Stored records
## Start

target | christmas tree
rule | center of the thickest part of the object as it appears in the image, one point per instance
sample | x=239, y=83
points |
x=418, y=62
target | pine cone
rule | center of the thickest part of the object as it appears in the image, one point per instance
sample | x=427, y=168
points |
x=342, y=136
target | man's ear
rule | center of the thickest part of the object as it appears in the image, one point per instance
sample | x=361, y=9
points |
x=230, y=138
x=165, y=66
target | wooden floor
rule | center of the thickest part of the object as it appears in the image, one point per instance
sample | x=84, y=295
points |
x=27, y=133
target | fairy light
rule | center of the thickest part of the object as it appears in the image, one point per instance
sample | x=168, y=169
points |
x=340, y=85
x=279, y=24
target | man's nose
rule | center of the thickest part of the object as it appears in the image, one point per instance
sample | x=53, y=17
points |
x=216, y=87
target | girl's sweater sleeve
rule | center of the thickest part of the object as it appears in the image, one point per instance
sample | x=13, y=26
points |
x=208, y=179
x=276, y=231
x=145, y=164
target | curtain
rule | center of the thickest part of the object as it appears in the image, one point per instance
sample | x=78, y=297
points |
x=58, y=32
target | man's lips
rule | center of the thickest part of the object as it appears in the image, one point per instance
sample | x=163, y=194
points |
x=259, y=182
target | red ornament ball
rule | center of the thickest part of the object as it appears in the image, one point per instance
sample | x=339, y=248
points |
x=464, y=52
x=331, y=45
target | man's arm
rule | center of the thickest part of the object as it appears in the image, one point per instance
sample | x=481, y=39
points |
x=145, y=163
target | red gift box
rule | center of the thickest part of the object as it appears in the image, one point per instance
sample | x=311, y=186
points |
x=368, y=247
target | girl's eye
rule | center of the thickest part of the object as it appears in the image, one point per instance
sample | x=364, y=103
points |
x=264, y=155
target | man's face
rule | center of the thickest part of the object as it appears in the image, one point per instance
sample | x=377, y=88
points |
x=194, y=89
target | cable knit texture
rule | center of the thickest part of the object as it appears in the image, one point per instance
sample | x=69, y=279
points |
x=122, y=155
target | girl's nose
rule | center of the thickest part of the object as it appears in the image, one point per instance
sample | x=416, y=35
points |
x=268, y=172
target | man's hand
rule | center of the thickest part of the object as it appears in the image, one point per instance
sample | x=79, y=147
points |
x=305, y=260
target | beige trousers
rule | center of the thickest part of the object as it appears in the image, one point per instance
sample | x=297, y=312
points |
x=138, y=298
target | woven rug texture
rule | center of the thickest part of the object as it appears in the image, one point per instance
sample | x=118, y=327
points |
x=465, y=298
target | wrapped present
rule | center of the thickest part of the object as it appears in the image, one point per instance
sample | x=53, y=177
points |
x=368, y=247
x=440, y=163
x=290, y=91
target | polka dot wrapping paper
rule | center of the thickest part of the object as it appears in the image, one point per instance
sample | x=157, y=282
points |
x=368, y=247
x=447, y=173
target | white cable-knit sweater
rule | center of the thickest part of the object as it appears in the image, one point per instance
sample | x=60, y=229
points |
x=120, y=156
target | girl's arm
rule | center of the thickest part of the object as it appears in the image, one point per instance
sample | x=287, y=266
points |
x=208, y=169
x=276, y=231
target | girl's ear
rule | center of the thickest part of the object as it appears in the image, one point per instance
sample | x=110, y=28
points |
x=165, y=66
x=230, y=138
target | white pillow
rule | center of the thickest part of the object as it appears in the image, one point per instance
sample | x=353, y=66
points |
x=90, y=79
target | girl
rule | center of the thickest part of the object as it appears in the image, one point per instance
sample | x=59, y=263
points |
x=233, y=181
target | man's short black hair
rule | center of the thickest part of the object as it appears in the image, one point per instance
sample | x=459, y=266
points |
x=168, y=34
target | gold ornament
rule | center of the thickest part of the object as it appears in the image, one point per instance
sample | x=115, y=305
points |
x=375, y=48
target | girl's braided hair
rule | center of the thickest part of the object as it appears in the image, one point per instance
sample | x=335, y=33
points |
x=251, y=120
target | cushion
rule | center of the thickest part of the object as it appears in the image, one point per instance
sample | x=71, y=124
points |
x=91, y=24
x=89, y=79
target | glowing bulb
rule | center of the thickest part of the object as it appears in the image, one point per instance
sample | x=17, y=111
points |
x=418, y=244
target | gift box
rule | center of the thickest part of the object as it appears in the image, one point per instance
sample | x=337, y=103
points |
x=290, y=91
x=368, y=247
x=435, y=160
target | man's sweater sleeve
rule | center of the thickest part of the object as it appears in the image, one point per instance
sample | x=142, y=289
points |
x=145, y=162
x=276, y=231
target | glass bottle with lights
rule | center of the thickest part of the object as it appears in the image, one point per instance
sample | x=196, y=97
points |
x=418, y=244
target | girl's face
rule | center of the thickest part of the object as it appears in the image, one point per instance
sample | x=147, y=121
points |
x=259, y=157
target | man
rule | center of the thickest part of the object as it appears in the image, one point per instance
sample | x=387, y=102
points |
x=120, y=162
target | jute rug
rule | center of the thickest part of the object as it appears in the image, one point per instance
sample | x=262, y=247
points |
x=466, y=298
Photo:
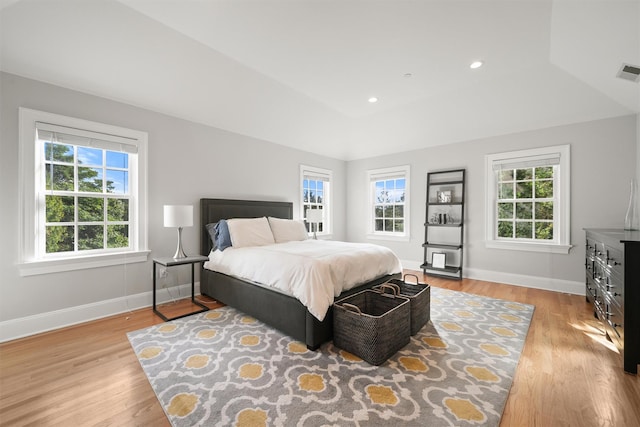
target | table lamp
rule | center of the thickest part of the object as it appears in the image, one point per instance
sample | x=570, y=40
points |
x=178, y=216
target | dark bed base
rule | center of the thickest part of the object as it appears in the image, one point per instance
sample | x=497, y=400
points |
x=276, y=309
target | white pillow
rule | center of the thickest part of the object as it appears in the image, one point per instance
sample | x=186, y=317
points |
x=287, y=230
x=250, y=232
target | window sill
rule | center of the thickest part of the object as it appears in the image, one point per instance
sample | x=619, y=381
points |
x=33, y=268
x=390, y=237
x=529, y=246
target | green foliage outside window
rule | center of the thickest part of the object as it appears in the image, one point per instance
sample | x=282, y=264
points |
x=525, y=203
x=78, y=219
x=389, y=205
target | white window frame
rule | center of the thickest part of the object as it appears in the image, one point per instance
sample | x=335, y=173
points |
x=383, y=174
x=327, y=202
x=32, y=260
x=561, y=199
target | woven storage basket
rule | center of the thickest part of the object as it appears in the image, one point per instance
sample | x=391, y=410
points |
x=420, y=296
x=371, y=325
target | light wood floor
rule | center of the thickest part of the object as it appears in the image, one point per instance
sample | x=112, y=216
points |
x=568, y=374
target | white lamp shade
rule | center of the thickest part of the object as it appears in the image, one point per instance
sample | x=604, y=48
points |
x=178, y=215
x=314, y=215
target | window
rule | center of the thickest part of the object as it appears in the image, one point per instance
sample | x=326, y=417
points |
x=528, y=200
x=316, y=194
x=389, y=203
x=83, y=199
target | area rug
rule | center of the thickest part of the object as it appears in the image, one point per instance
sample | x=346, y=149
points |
x=223, y=368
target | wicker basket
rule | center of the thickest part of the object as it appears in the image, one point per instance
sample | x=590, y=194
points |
x=371, y=325
x=418, y=293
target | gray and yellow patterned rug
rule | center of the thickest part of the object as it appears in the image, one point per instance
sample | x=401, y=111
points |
x=223, y=368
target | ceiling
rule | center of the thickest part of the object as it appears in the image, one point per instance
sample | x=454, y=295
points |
x=300, y=72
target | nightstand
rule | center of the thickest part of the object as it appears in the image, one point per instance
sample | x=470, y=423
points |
x=170, y=262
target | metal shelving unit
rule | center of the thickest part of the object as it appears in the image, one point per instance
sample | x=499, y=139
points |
x=444, y=224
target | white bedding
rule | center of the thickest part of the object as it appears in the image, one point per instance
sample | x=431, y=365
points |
x=313, y=271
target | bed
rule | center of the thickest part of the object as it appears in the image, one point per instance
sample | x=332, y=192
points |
x=270, y=306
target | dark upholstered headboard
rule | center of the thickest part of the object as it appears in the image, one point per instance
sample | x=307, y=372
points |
x=213, y=210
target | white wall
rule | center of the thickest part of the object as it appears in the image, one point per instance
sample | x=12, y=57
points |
x=187, y=161
x=603, y=161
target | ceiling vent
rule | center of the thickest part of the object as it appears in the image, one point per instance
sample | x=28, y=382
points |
x=629, y=72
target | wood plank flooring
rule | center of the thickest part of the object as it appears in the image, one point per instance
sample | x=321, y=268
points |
x=568, y=375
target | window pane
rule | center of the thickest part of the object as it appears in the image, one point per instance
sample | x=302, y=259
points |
x=117, y=182
x=544, y=230
x=59, y=177
x=90, y=237
x=59, y=208
x=90, y=179
x=505, y=229
x=58, y=152
x=90, y=209
x=117, y=160
x=505, y=210
x=524, y=190
x=544, y=189
x=117, y=236
x=546, y=172
x=524, y=174
x=524, y=230
x=544, y=210
x=59, y=238
x=524, y=210
x=117, y=210
x=506, y=175
x=89, y=156
x=505, y=191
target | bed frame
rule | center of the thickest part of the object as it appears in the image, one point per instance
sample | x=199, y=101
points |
x=274, y=308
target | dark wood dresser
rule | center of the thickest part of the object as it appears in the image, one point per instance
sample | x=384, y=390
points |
x=613, y=287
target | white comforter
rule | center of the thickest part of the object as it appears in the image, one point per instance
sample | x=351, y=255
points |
x=313, y=271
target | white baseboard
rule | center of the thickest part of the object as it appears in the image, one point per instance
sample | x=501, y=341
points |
x=38, y=323
x=536, y=282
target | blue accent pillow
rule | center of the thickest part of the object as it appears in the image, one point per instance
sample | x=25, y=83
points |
x=223, y=238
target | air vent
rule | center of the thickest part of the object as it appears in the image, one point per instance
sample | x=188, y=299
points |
x=629, y=72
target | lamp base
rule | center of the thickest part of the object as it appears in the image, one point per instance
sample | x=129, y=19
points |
x=179, y=251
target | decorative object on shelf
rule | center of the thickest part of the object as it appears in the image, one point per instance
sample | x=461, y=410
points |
x=178, y=216
x=314, y=216
x=444, y=196
x=632, y=219
x=438, y=260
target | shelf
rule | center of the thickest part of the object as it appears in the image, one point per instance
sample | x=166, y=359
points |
x=444, y=185
x=446, y=182
x=447, y=269
x=443, y=246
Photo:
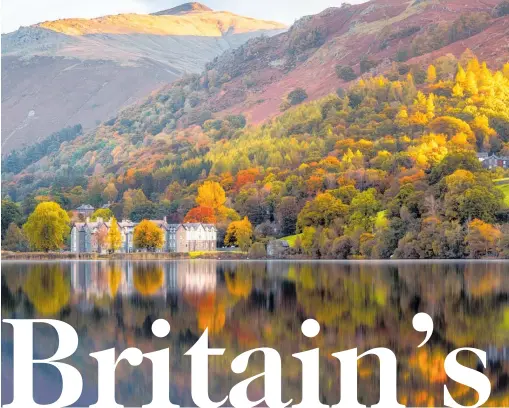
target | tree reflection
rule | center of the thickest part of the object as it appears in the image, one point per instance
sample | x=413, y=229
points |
x=47, y=289
x=254, y=304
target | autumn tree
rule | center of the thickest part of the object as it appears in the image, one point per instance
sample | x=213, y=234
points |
x=47, y=227
x=114, y=238
x=287, y=215
x=321, y=211
x=239, y=233
x=11, y=213
x=147, y=235
x=201, y=214
x=133, y=199
x=431, y=76
x=211, y=194
x=110, y=192
x=482, y=238
x=364, y=209
x=15, y=239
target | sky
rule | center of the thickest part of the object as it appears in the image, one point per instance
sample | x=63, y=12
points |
x=16, y=13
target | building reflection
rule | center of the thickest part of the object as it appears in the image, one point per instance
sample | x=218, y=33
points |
x=92, y=280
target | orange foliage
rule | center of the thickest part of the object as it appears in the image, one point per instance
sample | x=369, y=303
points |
x=246, y=177
x=201, y=214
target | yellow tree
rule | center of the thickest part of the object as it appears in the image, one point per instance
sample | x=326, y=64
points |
x=239, y=233
x=114, y=239
x=432, y=75
x=147, y=235
x=47, y=227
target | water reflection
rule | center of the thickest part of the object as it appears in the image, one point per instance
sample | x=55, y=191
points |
x=254, y=304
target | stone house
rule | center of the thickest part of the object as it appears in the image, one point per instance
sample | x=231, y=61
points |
x=277, y=248
x=85, y=210
x=90, y=236
x=192, y=237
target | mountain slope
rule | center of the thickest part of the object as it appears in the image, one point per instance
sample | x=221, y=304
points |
x=254, y=80
x=264, y=71
x=83, y=71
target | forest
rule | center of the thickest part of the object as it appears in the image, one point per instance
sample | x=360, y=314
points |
x=387, y=168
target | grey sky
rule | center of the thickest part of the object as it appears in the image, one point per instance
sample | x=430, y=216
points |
x=26, y=12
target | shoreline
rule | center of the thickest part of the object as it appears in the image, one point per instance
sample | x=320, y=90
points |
x=217, y=255
x=134, y=256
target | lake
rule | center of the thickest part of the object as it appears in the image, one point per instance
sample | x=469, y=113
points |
x=250, y=304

## End

> Requirements
Rewrite the stretch of material from the line containing "target | girl's sweater sleeve" through the line containing "x=264, y=155", changing "red" to "crimson" and leaving everything else unchanged.

> Finished task
target | girl's sweater sleeve
rule | center of the thickest part of the object as it appears in the image, one point per instance
sample | x=13, y=26
points |
x=208, y=179
x=276, y=231
x=145, y=164
target | curtain
rule | center of the thickest part of the object as it appears in the image, one point per instance
sample | x=78, y=297
points |
x=58, y=32
target | man's lips
rule | center of the thickest part of the object as it appears in the image, one point per instance
sample | x=163, y=194
points |
x=259, y=182
target | crimson ornament ball
rule | center of the thickest part of the object as it appears in the image, one point per instance
sample | x=339, y=248
points |
x=464, y=52
x=331, y=45
target | man's arm
rule | center of the thickest part of the object as it appears in the image, one point per instance
sample | x=481, y=39
points |
x=145, y=163
target | crimson gift box
rule | center of the thickest part of the object as it appears in the image, one point per instance
sample | x=311, y=186
points |
x=368, y=247
target | girl's eye
rule | center of the thickest part of the object as it appears in the image, one point per instance
sample | x=364, y=103
points |
x=264, y=155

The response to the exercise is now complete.